* _Given instruction 1_: Reproduce the passage of the forum thread on model constraints between "Dimiter  posted on" and "taking account heteroscedasticity?", inclusive.
* _Given instruction 2_: Pick up the forum thread on model constraints after its final line and continue it.

* _Page extract_:
---+---

NO CONVERGENCE. SERIOUS PROBLEMS IN ITERATIONS. ESTIMATED COVARIANCE MATRIX NON-INVERTIBLE. CHECK YOUR STARTING VALUES.
 Linda K. Muthen posted on Wednesday, April 08, 2009 - 4:45 pm
 Tihomir Asparouhov posted on Friday, April 10, 2009 - 4:00 pm
I gave the wrong model constraint statements above. The model constraint statement should have been.

MODEL CONSTRAINT:
NEW(w1 w2 w3 w4);
v1=w1+mi*(1-mi)/N1;
v2=w2+(mi+ms)*(1-mi-ms)/N2;
v3=w3+(mi+2*ms)*(1-mi-2*ms)/N3;
v4=w4+(mi+3*ms)*(1-mi-3*ms)/N4;

Here the interpretation is that wi are the residual variances for the deviation from linear growth model, while the second term accounts for the measurement error in the average.
 Dimiter  posted on Friday, April 10, 2009 - 6:24 pm
Dear Tiho,
Thanks a lot! Now the program works;
(I wich TECH11 and TECH14 were available under MODEL CONSTRAINT
Can you recommend a reference which describes this approach to taking account heteroscedasticity?

---+---

* _Recorded information_:
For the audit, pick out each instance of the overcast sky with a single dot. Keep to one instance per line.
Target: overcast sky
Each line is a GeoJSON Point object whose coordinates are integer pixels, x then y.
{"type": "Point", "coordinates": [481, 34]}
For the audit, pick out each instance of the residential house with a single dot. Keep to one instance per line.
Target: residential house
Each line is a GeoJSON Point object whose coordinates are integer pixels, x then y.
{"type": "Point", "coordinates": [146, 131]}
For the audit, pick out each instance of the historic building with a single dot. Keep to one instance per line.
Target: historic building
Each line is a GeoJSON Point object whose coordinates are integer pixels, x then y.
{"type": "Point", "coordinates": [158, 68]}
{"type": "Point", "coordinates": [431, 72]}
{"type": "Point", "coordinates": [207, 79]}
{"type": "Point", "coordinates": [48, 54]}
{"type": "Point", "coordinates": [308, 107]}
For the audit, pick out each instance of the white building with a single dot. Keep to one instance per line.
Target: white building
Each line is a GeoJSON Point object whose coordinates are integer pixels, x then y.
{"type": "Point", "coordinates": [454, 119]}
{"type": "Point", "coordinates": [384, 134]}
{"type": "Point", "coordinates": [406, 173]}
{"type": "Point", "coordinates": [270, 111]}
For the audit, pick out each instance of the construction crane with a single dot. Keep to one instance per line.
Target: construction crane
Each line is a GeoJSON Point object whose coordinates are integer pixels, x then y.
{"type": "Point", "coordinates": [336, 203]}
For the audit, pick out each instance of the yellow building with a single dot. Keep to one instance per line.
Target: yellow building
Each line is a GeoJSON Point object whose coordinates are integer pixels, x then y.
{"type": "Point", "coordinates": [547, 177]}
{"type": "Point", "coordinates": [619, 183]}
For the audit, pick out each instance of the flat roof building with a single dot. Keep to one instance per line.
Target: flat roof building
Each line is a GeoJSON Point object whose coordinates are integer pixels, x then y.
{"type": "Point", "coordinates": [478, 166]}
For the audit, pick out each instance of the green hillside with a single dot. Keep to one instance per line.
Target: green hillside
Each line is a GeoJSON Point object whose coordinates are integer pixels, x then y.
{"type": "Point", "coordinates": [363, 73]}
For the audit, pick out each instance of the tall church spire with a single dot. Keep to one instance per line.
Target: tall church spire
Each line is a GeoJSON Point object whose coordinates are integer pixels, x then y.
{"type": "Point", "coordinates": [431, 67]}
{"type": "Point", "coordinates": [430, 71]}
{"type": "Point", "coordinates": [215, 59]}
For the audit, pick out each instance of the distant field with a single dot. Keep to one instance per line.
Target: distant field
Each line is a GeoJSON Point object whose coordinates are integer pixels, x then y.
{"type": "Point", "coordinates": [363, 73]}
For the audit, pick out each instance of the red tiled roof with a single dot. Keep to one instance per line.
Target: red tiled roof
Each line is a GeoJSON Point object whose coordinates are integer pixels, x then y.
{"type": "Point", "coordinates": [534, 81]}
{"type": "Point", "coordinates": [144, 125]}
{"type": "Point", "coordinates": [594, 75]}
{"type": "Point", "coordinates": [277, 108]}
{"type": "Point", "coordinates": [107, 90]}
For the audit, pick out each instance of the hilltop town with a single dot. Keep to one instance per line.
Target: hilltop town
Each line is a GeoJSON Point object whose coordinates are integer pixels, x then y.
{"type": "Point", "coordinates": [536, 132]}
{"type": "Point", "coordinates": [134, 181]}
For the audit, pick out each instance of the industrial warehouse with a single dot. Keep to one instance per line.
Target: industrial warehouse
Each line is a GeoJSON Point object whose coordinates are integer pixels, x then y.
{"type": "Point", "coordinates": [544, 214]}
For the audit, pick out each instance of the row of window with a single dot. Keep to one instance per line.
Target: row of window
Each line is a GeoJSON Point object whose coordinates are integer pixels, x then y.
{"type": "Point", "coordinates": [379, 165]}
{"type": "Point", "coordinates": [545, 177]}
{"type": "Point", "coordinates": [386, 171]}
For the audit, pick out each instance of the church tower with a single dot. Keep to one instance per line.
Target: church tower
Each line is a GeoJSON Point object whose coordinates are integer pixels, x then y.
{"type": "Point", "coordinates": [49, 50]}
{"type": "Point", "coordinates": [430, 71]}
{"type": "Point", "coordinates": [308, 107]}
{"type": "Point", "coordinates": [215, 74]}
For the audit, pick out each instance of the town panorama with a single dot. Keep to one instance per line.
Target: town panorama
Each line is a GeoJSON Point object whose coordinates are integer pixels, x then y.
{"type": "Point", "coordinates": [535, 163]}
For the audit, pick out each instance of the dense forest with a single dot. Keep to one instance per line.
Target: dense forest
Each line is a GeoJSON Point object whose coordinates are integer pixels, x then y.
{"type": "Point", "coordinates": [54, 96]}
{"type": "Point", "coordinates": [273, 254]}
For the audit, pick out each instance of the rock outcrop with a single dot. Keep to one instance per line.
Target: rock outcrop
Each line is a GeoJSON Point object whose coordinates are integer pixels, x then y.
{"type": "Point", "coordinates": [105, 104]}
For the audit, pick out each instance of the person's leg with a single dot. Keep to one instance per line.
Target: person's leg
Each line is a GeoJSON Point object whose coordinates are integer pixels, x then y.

---+---

* _Expected answer 1_:
Dimiter  posted on Friday, April 10, 2009 - 6:24 pm
Dear Tiho,
Thanks a lot! Now the program works;
(I wich TECH11 and TECH14 were available under MODEL CONSTRAINT
Can you recommend a reference which describes this approach to taking account heteroscedasticity?

* _Expected answer 2_:
Поздрави,
Dimiter
 Dimiter  posted on Friday, June 17, 2011 - 11:20 am
Dear Tiho,
Here are the model constraint statements that you provided for a linear growth model of proportions (P1, P2, P3, P4) across 4 time points, given the sample sizes of the proportions (N1, N2, N3, N4):

MODEL CONSTRAINT:
NEW(w1 w2 w3 w4);
v1=w1+mi*(1-mi)/N1;
v2=w2+(mi+ms)*(1-mi-ms)/N2;
v3=w3+(mi+2*ms)*(1-mi-2*ms)/N3;
v4=w4+(mi+3*ms)*(1-mi-3*ms)/N4;

How do you modify this syntax when a quadratic growth model is used?
 Tihomir Asparouhov posted on Friday, June 17, 2011 - 1:31 pm
Dimiter - try this:

VARIABLE:
USEVARIABLES ARE P1 P2 P3 P4;
CONSTRAINT = N1 N2 N3 N4;

MODEL:
i s q|P1@0 P2@1 P3@2 P4@3;
[i](mi);
[s](ms);
[s](mq);
i(vi);s@0;q@0;
P1-P4(v1-v4);

MODEL CONSTRAINT:
v1=mi*(1-mi)/N1-vi;
v2=(mi+ms+mq)*(1-mi-ms-mq)/N2-vi;
v3=(mi+2*ms+4*mq)*(1-mi-2*ms-4*mq)/N3-vi;
v4=(mi+3*ms+9*mq)*(1-mi-3*ms-9*mq)/N4-vi;
 Dimiter  posted on Saturday, June 18, 2011 - 11:24 am
Tiho,
I used the model across 5 time points, with the respective adjustments in the statements and the addition of a fifth statement in the model constraint:
v5=(mi+4*ms+16*mq)*(1-mi-4*ms-16*mq)/N5-vi

The error message that I got is:
NO CONVERGENCE. SERIOUS PROBLEMS IN ITERATIONS. ESTIMATED COVARIANCE MATRIX NON-INVERTIBLE. CHECK YOUR STARTING VALUES.

FACTOR SCORES WILL NOT BE COMPUTED DUE TO NONCONVERGENCE OR NONIDENTIFIED MODEL.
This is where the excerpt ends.